Article:

Acceptance tests for BLCR support in Torque

Date of last revision: Wed Mar 12 11:58:23 MDT 2008

This document describes a set of tests to be performed to determine if BLCR is correctly supported in its Torque implementation.

Note that there is a configuration option of specifying an explicit location for the placement of the checkpoint image files. This is done by either specifying an option on job submission i.e. -W checkpoint_dir=/home/test or by setting an attribute on the execution quere. This is done with the command qmgr -c 'set queue batch checkpoint_dir=/home/test'.

Rather than multiply tests with the only difference being the specification of this option, the tests are described once and then run under both of these scenarios. The test summary below has columns showing the results for each case.

Test Summary

Test Number Description Result w/Default Dir Result w/Specified Dir
Test 1 Basic Operation Pass Pass
Test 2 Persistance of checkpoint images Pass Pass
Test 3 Restart after checkpoint Pass Pass
Test 4 Multiple checkpoint/restart Pass Pass
Test 5 Periodic checkpoint Pass Pass
Test 6 Restart from previous image Pass Pass
Test 7 Restart from a completed job Pass Pass

Note about Test 7, Restart from a completed job. There has been no requirements document developed for this project and so it is a little hard to determine if this particular test scenario is correctly formulated.

Provided data:
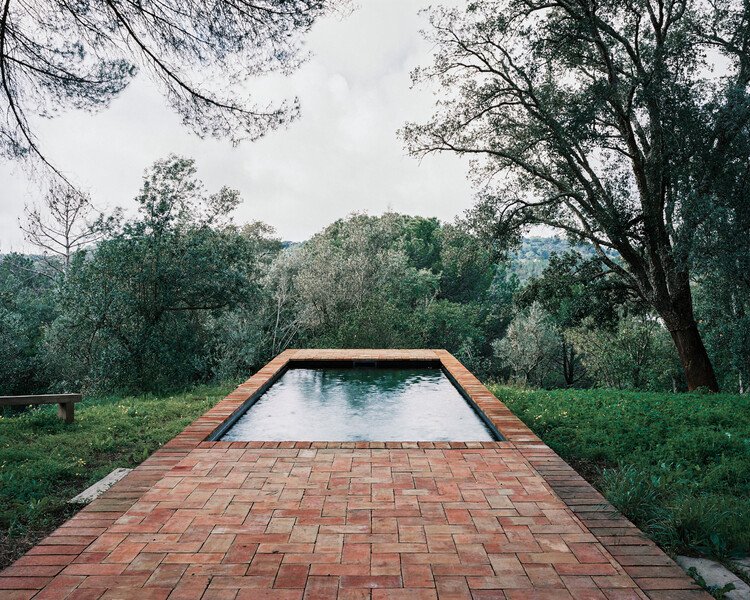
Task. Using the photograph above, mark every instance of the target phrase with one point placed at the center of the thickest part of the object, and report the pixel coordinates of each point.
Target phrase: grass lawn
(677, 465)
(44, 463)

Task requirements:
1. Answer these from the Torque acceptance tests document:
(a) What is the date of last revision?
(b) What command sets the checkpoint directory as an attribute on the execution queue?
(c) What has not been developed for this project, making it hard to judge whether Test 7 is correctly formulated?
2. Reproduce the passage of the Torque acceptance tests document starting with "Acceptance tests for" and going on through "queue batch checkpoint_dir=/home/test'.".
3. Give every test description listed in the test summary of the Torque acceptance tests document.

Responses to the exercise:
1.
(a) Wed Mar 12 11:58:23 MDT 2008
(b) qmgr -c 'set queue batch checkpoint_dir=/home/test'
(c) A requirements document

2.
Acceptance tests for BLCR support in Torque

Date of last revision: Wed Mar 12 11:58:23 MDT 2008

This document describes a set of tests to be performed to determine if BLCR is correctly supported in its Torque implementation.

Note that there is a configuration option of specifying an explicit location for the placement of the checkpoint image files. This is done by either specifying an option on job submission i.e. -W checkpoint_dir=/home/test or by setting an attribute on the execution quere. This is done with the command qmgr -c 'set queue batch checkpoint_dir=/home/test'.

3.
Basic Operation
Persistance of checkpoint images
Restart after checkpoint
Multiple checkpoint/restart
Periodic checkpoint
Restart from previous image
Restart from a completed job